* **DOCUMENT SEGMENT**:
========

Role ranges (allow decomposition on newtypes)
Extracted from #13140 (closed).
Today, there is a strange asymmetry between data types, for which the decomposition rule holds (if T A ~R T B
then A ~ρ B
, where ρ is the role of the type), and newtypes, for which the decomposition rule is unsound.
I believe the root cause of this problem is the fact that we only maintain a single role per type parameter, while in fact what we need is a role *range* (i.e., and lower and upper role bound) to specify what inferences can be made about a type. Here's how it works.
Every type parameter is ascribed a role range, specifying the possible roles by which the type parameter might possibly be used. For example, if I write data T a = MkT a
, a
is used exactly at representational role, but we could also say that a *might* be used nominally, giving the role range nominal-representational.
The lower bound (nominal is lowest in subroling) specifies at what role the application rule is valid: if I say that the role is at least nominal, then I must provide a ~N b
evidence to show that T a ~R T b
. The upper bound (phantom is highest) specifies at what role the decomposition rule is valid. If I say that the role is at most phantom, I learn nothing from decomposition; but if I say the role is at most representational, when T A ~R T B
, I learn A ~R B
. Clearly, the role range nominal-phantom permits the most implementations, but gives the client the least information about equalities.

========

* **EXERCISE REQUIREMENTS**:
a) Render this sentence from the text on role ranges in Spanish: "Clearly, the role range nominal-phantom permits the most implementations, but gives the client the least information about equalities."
b) Answer these questions using the text on role ranges:
(i) From which closed issue was this proposal extracted?
(ii) Which role is the lowest in subroling?
(iii) Which role is the highest?
c) Pick up the text on role ranges after its last sentence and carry the argument forward.
The pointing records are separate material and are not part of the text on role ranges.

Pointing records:
========

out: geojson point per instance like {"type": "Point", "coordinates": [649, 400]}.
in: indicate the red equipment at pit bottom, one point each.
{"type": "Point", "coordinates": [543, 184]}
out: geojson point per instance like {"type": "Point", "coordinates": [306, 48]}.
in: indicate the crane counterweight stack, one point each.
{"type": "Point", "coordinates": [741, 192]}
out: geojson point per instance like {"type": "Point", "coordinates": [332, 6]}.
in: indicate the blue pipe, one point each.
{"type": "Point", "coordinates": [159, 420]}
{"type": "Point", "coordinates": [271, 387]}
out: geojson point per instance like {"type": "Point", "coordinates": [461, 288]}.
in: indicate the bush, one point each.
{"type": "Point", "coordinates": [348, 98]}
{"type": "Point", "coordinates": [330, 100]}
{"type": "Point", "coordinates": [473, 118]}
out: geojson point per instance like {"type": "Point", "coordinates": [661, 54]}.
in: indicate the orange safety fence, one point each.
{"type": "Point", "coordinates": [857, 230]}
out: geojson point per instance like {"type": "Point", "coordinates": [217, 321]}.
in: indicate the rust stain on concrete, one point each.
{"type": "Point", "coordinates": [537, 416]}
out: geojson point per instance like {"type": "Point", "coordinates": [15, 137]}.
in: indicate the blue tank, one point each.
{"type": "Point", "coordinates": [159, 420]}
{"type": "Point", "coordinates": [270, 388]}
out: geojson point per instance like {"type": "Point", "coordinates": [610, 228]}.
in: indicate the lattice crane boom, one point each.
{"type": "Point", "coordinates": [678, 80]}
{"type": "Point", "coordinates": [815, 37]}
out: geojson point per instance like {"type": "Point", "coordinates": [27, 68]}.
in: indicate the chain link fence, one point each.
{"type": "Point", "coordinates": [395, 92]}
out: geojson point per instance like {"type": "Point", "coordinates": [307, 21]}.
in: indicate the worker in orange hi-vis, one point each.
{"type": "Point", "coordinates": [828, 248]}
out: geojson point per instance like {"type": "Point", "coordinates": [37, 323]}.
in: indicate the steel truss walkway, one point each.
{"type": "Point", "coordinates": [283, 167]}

========

* **RESULTS**:
a) Claramente, el rango de roles nominal-phantom permite la mayor cantidad de implementaciones, pero le da al cliente la menor información sobre las igualdades.

b)
(i) #13140
(ii) Nominal
(iii) Phantom

c)
How do we tell if a role range is compatible with a type? The lower bound (what we call a role today) is computed by propagating roles through, but allowing substitution of roles as per the subroling relationship N <= R <= P
. To compute the upper bound, we do exactly the same rules, but with the opposite subroling relation: P <= R <= N
.
Some examples:
type role T representational..representational
newtype T a = MkT a
-- T a ~R T b implies a ~R b
type role T nominal..representational -- NB: nominal..nominal illegal!
newtype T a = MkT a
-- T a ~R T b implies a ~R b, BUT
-- a ~R b is insufficient to prove T a ~R T b (you need a ~N b)
type role T nominal..phantom -- NB: nominal..representational illegal!
newtype T a = MkT Int
-- T a ~R T b implies a ~P b (i.e. we don't learn anything)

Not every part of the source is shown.